● ABOUT THIS TASK: For this exercise, return the line containing "line, one point per instance." and every line after it through the end of the records below, without alteration.

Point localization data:
--- --- ---

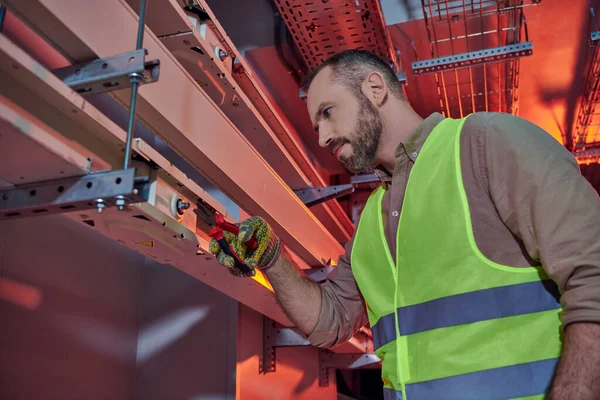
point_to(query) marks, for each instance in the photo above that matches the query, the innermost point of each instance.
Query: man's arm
(577, 375)
(299, 296)
(329, 313)
(542, 198)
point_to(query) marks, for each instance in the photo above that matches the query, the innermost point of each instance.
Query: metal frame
(275, 337)
(313, 196)
(475, 48)
(323, 28)
(328, 360)
(188, 123)
(585, 143)
(82, 127)
(203, 48)
(97, 190)
(473, 58)
(111, 73)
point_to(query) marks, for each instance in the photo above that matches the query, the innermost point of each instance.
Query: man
(460, 257)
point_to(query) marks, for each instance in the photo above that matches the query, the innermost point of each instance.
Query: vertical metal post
(2, 16)
(485, 91)
(135, 80)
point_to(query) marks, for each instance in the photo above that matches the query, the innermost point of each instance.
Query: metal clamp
(463, 60)
(329, 360)
(96, 190)
(313, 196)
(111, 73)
(274, 337)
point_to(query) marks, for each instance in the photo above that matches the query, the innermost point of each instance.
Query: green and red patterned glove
(265, 255)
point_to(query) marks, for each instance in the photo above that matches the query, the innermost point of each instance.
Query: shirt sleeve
(343, 309)
(541, 196)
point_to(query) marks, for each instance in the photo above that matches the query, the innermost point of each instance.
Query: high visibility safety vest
(447, 322)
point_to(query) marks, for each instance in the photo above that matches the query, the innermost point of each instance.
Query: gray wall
(73, 304)
(187, 342)
(69, 312)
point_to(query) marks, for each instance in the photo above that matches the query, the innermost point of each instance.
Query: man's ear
(375, 88)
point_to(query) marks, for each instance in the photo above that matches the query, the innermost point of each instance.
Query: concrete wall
(82, 317)
(297, 369)
(187, 341)
(69, 312)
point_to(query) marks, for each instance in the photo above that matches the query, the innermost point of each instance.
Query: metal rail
(475, 48)
(322, 28)
(190, 124)
(586, 137)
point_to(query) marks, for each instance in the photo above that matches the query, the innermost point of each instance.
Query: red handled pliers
(217, 224)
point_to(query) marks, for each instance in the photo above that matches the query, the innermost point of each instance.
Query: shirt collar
(410, 148)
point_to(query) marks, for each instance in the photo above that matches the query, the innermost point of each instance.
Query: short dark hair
(351, 67)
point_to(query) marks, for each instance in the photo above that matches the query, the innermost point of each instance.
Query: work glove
(263, 257)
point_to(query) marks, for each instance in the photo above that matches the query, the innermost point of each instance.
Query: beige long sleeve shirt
(529, 206)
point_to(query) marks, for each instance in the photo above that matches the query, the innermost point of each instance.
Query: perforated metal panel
(475, 49)
(322, 28)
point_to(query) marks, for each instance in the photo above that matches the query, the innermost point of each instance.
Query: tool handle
(252, 244)
(217, 234)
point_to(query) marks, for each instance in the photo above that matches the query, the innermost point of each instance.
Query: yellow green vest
(447, 322)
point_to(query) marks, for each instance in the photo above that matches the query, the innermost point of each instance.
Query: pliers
(217, 224)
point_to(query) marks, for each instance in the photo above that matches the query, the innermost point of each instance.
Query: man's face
(349, 125)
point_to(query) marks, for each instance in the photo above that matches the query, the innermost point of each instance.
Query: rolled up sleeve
(544, 200)
(343, 309)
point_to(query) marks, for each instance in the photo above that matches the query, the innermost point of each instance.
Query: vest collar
(408, 150)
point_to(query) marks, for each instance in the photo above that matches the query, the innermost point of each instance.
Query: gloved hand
(265, 255)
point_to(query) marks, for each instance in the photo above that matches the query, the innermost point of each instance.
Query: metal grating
(322, 28)
(586, 138)
(475, 48)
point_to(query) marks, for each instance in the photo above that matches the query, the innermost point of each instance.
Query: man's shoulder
(481, 122)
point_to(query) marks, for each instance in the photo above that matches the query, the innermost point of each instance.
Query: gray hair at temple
(351, 68)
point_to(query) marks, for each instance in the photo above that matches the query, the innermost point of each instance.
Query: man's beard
(364, 139)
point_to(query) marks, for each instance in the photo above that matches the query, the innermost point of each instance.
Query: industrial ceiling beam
(323, 28)
(181, 114)
(203, 48)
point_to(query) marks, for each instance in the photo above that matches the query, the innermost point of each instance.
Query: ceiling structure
(544, 84)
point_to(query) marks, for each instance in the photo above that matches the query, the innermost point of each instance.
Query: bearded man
(476, 262)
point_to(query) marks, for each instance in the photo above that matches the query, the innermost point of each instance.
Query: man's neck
(399, 121)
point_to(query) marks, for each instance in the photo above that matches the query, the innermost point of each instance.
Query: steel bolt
(223, 55)
(120, 204)
(182, 206)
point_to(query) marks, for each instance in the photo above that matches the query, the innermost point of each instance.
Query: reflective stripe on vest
(470, 307)
(447, 322)
(515, 381)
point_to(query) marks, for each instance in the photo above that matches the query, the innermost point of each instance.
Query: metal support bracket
(274, 337)
(588, 156)
(313, 196)
(96, 190)
(328, 360)
(266, 363)
(111, 73)
(464, 60)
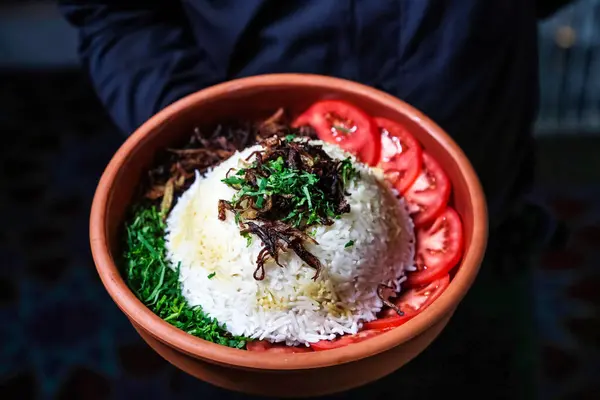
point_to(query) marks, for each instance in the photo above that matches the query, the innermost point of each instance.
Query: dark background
(62, 337)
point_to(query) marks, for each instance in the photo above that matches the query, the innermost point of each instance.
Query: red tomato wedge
(341, 123)
(439, 248)
(266, 346)
(429, 194)
(401, 154)
(346, 340)
(411, 302)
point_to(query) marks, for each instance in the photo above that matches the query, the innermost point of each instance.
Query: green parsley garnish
(150, 277)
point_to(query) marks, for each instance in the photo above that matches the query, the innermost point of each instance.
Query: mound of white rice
(217, 264)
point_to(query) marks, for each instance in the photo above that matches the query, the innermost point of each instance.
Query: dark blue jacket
(471, 65)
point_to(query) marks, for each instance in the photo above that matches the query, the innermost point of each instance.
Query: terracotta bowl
(290, 375)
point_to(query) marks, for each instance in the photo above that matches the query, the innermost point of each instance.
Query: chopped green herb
(248, 239)
(156, 284)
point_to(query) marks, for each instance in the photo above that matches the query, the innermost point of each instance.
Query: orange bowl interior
(257, 98)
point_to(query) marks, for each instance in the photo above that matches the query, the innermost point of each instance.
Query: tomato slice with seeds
(401, 154)
(411, 302)
(262, 346)
(429, 194)
(345, 340)
(341, 123)
(439, 248)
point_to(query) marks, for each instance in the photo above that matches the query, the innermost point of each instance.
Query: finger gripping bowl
(281, 375)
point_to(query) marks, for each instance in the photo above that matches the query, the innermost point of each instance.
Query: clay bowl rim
(201, 349)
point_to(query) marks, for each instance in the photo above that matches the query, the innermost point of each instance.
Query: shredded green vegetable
(150, 277)
(308, 202)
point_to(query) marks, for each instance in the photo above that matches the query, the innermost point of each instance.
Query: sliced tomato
(401, 154)
(345, 340)
(439, 248)
(429, 194)
(341, 123)
(411, 302)
(281, 348)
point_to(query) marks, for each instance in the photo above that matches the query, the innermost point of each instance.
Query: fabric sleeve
(140, 55)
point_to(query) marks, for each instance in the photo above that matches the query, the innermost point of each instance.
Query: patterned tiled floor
(62, 337)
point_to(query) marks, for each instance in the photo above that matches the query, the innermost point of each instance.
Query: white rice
(217, 265)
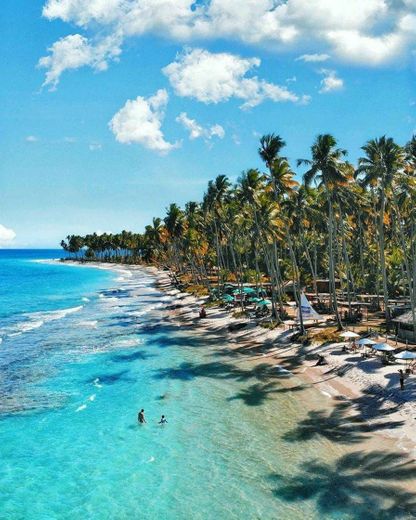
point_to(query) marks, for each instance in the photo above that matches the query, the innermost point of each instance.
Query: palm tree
(383, 160)
(327, 167)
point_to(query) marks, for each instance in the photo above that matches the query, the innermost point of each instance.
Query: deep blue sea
(83, 349)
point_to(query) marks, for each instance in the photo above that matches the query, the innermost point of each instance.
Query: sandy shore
(364, 392)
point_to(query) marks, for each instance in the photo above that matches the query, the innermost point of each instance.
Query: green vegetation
(354, 226)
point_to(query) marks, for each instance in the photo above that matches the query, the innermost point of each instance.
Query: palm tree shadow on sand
(341, 424)
(360, 485)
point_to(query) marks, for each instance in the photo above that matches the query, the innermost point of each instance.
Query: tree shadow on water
(218, 370)
(133, 356)
(111, 378)
(258, 394)
(361, 485)
(341, 425)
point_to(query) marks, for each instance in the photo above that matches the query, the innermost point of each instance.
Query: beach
(248, 436)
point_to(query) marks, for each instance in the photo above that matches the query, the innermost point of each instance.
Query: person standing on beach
(401, 376)
(141, 418)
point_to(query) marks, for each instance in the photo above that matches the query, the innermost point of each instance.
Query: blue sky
(189, 87)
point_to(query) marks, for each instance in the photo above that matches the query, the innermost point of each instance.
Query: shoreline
(361, 395)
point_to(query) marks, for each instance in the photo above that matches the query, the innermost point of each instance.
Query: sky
(113, 109)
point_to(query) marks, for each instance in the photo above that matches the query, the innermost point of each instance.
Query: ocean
(84, 349)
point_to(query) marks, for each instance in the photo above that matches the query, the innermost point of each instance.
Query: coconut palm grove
(352, 225)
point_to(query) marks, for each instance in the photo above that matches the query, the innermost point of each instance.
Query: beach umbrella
(264, 302)
(383, 347)
(366, 341)
(406, 355)
(349, 334)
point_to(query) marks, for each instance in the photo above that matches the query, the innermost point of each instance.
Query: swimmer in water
(141, 417)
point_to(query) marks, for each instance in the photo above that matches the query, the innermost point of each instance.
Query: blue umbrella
(366, 341)
(406, 354)
(383, 347)
(264, 302)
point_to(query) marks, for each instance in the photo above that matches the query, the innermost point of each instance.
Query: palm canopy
(326, 164)
(270, 146)
(383, 159)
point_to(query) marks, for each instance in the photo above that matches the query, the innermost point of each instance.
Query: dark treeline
(352, 225)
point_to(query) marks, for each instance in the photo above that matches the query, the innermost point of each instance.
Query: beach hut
(404, 327)
(349, 334)
(406, 356)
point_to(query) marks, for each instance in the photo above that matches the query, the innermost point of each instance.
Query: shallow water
(71, 387)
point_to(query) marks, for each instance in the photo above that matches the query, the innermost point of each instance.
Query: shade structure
(349, 334)
(245, 290)
(406, 354)
(366, 341)
(383, 347)
(264, 302)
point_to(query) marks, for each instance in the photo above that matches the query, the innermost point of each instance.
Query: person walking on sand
(401, 378)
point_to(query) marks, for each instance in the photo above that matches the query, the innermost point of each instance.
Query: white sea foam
(128, 342)
(35, 320)
(91, 324)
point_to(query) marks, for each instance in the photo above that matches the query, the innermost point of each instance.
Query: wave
(88, 323)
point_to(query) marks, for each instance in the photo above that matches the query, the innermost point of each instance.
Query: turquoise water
(84, 349)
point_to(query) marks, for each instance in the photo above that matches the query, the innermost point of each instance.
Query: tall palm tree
(326, 166)
(383, 159)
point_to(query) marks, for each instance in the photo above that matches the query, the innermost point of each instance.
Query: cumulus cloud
(7, 235)
(95, 147)
(75, 51)
(140, 121)
(330, 81)
(212, 78)
(368, 32)
(313, 58)
(196, 130)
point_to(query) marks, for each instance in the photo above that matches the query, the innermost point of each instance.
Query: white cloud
(370, 32)
(330, 81)
(196, 130)
(212, 78)
(140, 121)
(75, 51)
(7, 235)
(313, 58)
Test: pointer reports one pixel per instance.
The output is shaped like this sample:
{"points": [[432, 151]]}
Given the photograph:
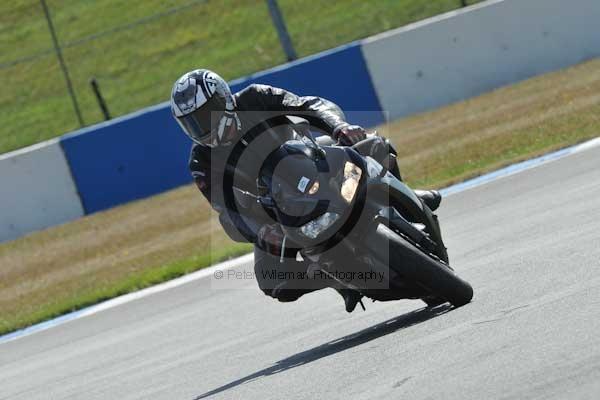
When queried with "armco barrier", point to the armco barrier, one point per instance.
{"points": [[37, 190], [146, 153], [468, 52]]}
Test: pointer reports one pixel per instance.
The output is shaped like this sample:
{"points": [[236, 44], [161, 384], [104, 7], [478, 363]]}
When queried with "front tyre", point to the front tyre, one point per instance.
{"points": [[416, 266]]}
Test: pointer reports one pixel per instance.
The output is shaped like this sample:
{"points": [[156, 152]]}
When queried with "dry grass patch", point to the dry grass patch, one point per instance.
{"points": [[132, 246]]}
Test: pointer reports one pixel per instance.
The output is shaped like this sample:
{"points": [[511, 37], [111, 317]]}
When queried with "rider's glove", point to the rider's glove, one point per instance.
{"points": [[347, 135]]}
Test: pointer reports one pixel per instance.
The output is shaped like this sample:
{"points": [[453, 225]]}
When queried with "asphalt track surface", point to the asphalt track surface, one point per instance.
{"points": [[529, 243]]}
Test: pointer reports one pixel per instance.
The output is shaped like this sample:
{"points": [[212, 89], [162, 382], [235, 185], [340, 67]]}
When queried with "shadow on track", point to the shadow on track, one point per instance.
{"points": [[335, 346]]}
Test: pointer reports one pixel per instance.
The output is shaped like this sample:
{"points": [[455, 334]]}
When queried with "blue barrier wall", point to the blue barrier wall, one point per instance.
{"points": [[132, 158], [146, 153]]}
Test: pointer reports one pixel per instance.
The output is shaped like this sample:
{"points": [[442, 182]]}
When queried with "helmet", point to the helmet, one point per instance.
{"points": [[203, 105]]}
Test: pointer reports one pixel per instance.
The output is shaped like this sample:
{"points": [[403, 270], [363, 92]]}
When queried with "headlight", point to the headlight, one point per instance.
{"points": [[352, 176], [316, 226]]}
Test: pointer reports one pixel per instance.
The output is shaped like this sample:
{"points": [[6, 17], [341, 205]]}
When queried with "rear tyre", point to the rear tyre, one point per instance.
{"points": [[415, 265]]}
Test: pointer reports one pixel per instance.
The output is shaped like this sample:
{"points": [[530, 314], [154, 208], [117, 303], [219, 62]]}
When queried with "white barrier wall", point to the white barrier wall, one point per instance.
{"points": [[468, 52], [37, 190]]}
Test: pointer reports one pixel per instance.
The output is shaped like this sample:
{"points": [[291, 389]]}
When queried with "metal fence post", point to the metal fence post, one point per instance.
{"points": [[63, 66], [284, 36], [101, 102]]}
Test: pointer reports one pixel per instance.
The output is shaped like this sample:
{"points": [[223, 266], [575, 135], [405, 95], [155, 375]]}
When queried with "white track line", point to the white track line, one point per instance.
{"points": [[206, 272]]}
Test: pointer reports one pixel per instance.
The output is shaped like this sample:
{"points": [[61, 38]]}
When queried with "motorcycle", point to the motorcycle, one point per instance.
{"points": [[353, 219]]}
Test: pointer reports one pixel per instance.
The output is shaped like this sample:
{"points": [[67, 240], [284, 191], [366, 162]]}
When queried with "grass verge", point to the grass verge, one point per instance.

--- --- ---

● ANSWER:
When queried with "white track line", point to the white track line, one point per instance.
{"points": [[206, 272]]}
Test: pointer reports one pixel per instance.
The output is shaped like this sample:
{"points": [[61, 38]]}
When queried with "motorcycle", point to the motorcycle, one point per instance.
{"points": [[353, 219]]}
Test: pointer reports one pixel per instance.
The output is shaped like this sample:
{"points": [[67, 240], [284, 191], [366, 162]]}
When queried with "grass verge", point to the grass verge, one point per instance.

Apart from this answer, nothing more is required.